[Start]

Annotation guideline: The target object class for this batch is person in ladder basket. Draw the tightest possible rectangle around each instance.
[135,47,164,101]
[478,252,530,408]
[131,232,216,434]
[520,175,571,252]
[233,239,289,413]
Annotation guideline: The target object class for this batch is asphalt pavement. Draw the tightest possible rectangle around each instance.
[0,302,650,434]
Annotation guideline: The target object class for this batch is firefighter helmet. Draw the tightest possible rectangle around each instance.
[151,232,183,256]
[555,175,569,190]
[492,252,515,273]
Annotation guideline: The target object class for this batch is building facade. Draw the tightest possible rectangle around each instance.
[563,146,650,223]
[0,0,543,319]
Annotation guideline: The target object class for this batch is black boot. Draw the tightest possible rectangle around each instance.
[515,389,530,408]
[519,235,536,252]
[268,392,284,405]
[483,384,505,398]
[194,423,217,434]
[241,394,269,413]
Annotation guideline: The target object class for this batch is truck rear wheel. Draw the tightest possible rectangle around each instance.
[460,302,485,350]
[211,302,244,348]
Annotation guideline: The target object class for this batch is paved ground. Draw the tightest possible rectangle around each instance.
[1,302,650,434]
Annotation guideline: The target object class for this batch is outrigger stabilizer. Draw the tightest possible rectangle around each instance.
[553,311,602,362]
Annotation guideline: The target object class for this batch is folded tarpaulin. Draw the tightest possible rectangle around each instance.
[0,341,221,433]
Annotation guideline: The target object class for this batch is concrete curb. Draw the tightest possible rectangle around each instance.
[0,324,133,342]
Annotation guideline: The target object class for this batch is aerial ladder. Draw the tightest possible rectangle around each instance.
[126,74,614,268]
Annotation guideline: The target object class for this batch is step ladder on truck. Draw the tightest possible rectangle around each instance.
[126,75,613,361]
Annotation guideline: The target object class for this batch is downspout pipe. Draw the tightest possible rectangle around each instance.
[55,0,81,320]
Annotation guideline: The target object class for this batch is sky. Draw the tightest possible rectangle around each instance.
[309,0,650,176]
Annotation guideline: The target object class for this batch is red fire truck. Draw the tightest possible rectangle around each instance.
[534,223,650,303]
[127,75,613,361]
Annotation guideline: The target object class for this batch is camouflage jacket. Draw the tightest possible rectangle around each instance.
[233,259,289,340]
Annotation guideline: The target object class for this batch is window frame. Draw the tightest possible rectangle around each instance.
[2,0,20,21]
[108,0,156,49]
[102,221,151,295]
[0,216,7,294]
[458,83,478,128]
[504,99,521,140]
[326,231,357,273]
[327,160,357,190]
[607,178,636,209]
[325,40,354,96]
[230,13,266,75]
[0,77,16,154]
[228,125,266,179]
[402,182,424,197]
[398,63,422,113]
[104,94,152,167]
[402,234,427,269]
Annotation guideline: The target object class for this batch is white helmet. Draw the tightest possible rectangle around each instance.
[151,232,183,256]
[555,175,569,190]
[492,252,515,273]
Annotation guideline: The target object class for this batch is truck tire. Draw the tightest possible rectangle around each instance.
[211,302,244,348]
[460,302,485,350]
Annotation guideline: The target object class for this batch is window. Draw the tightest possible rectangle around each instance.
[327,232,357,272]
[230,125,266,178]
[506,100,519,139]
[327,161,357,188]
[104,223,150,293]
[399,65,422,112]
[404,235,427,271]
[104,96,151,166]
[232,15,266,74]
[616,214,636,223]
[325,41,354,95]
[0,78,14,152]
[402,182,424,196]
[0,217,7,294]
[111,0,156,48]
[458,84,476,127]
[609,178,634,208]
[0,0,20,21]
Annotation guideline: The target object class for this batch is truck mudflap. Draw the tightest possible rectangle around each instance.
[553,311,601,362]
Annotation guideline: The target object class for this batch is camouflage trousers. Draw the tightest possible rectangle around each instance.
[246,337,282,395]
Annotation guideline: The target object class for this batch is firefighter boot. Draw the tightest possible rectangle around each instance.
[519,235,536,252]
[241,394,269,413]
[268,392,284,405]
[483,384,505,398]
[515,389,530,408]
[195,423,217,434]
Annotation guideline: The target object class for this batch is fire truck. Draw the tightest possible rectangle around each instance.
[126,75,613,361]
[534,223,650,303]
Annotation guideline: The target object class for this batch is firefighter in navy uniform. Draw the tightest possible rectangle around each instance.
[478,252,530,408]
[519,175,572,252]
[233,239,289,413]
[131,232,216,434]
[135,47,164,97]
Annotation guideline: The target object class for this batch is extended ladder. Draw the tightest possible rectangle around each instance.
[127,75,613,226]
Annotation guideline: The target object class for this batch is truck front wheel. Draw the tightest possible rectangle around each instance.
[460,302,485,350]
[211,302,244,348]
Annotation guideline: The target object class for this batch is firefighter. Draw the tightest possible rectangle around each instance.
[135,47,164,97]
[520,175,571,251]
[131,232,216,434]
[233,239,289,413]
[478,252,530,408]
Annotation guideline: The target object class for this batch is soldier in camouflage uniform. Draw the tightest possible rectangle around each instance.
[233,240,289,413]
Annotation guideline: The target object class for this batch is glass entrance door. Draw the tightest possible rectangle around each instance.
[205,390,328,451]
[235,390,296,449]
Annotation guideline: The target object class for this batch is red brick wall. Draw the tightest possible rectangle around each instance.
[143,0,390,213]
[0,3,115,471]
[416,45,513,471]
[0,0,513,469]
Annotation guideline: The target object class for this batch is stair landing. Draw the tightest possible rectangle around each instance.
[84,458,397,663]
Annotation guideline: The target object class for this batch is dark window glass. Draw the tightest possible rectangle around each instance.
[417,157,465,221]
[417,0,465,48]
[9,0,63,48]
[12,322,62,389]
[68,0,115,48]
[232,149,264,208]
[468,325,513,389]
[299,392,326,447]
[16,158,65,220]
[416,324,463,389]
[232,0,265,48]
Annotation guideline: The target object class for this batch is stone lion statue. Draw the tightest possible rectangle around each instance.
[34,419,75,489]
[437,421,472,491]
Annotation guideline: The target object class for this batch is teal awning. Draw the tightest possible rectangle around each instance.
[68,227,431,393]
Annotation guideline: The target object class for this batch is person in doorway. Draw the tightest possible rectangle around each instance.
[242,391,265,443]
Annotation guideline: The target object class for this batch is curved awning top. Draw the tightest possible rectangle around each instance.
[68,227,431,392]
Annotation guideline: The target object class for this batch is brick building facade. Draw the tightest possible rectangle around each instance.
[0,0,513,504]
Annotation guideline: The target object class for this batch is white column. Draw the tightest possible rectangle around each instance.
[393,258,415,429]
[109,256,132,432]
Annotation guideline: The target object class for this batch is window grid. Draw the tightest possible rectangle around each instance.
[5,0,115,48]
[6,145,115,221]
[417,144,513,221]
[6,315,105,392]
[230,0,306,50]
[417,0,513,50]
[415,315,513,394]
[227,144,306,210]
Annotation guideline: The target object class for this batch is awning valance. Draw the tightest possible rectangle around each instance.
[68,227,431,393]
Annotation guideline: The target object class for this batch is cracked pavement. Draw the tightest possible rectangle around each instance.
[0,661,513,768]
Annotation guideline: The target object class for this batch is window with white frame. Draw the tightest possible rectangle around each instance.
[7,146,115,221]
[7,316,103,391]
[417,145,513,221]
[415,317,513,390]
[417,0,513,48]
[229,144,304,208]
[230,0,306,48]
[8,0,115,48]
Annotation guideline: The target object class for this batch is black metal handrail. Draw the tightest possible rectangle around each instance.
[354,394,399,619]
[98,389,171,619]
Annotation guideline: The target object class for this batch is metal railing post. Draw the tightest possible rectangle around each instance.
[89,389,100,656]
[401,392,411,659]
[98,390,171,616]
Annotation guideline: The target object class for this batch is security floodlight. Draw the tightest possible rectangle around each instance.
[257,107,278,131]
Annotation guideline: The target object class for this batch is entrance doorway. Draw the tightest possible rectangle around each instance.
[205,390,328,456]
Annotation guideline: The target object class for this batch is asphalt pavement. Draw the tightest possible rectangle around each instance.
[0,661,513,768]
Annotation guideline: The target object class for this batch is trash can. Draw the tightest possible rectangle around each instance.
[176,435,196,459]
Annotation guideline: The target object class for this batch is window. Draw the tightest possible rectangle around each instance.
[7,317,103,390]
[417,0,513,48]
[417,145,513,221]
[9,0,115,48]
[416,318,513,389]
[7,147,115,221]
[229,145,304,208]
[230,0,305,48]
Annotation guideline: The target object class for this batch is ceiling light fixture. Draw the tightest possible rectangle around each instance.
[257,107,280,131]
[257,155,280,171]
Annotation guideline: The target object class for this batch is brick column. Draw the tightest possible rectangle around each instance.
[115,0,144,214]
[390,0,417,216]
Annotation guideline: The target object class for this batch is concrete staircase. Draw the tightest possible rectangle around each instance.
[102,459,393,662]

[End]

Print the records again word for word, from the line containing "is brick column." through the end of the records.

Annotation guideline: The target object class for this batch is brick column. Draw the tightest possible rectangle around each instance.
[115,0,144,214]
[390,0,417,216]
Annotation guideline: The target object class for this batch is concrete staircase. Draw the tightest possible rectangle around each instance.
[102,459,393,662]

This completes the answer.